Which lines in the records below contain the word "white"? Find and copy each of them.

START Extracted material

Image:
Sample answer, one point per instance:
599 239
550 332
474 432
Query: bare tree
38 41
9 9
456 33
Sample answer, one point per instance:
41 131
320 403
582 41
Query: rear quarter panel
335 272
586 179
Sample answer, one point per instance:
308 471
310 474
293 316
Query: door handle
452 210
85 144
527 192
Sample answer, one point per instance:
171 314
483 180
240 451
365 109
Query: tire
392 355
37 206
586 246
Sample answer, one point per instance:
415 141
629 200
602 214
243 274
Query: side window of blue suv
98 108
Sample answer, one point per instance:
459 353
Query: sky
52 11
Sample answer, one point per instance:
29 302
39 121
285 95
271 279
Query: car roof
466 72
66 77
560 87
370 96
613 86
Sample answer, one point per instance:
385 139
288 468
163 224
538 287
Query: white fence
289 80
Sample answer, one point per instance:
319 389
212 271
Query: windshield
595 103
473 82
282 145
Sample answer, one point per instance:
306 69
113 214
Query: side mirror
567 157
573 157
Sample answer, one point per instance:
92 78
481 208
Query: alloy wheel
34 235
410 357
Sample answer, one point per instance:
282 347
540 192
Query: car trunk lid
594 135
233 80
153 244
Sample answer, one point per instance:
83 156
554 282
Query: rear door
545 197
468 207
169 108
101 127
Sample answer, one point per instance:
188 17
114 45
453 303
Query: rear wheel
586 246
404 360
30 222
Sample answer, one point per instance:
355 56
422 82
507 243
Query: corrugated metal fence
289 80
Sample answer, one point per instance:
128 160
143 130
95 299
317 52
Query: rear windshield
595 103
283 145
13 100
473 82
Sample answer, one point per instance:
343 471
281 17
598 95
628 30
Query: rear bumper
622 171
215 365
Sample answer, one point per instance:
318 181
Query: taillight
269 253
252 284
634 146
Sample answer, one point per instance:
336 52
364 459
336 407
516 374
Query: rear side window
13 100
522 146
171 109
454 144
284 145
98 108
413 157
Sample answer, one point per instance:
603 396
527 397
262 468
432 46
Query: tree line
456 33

END Extracted material
START Extracted material

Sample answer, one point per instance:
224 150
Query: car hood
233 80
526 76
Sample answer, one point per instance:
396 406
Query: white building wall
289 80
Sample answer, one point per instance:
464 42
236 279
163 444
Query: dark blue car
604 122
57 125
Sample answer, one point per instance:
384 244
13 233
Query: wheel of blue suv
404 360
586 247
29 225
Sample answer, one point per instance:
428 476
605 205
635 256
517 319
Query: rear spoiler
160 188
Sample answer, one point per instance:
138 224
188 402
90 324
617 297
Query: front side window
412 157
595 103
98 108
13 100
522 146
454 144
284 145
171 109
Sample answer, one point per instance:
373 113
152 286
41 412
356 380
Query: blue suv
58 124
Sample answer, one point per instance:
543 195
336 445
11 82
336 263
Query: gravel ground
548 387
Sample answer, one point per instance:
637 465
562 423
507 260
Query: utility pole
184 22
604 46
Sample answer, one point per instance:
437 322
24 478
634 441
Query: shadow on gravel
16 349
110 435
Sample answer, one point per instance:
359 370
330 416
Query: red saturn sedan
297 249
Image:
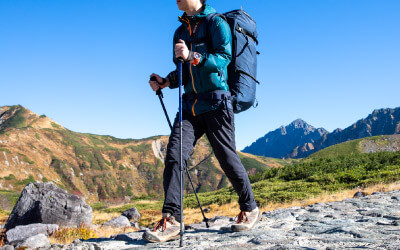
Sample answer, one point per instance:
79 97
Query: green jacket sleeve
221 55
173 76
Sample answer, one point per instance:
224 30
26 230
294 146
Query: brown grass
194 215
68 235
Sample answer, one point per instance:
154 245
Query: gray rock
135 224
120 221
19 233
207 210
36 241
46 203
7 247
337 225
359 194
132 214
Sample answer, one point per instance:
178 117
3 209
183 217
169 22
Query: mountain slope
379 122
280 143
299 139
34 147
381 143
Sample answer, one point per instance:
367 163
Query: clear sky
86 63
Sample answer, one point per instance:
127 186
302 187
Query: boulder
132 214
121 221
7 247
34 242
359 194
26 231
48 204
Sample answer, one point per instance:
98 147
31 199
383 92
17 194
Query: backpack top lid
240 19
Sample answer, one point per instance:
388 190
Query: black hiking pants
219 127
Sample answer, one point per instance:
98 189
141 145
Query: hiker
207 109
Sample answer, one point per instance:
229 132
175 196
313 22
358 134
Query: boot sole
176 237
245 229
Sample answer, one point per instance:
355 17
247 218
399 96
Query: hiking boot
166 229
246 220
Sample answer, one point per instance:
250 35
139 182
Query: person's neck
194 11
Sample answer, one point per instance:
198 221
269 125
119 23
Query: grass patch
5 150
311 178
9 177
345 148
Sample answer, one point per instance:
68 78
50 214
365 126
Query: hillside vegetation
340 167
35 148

END Extracted material
START Extracted material

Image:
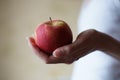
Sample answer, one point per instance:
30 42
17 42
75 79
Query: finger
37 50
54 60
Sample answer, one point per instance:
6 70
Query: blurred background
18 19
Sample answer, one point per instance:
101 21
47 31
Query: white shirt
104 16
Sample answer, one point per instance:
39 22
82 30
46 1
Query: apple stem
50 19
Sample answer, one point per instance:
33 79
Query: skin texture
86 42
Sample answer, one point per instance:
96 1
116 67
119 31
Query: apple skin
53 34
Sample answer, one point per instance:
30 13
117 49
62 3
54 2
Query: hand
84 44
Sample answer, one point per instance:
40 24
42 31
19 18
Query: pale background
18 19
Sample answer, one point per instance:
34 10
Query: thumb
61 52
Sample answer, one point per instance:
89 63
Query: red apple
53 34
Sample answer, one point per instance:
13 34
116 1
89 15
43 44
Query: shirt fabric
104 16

END Extracted material

Result of the exercise:
Query: white fence
Query: white building wall
Query: white shirt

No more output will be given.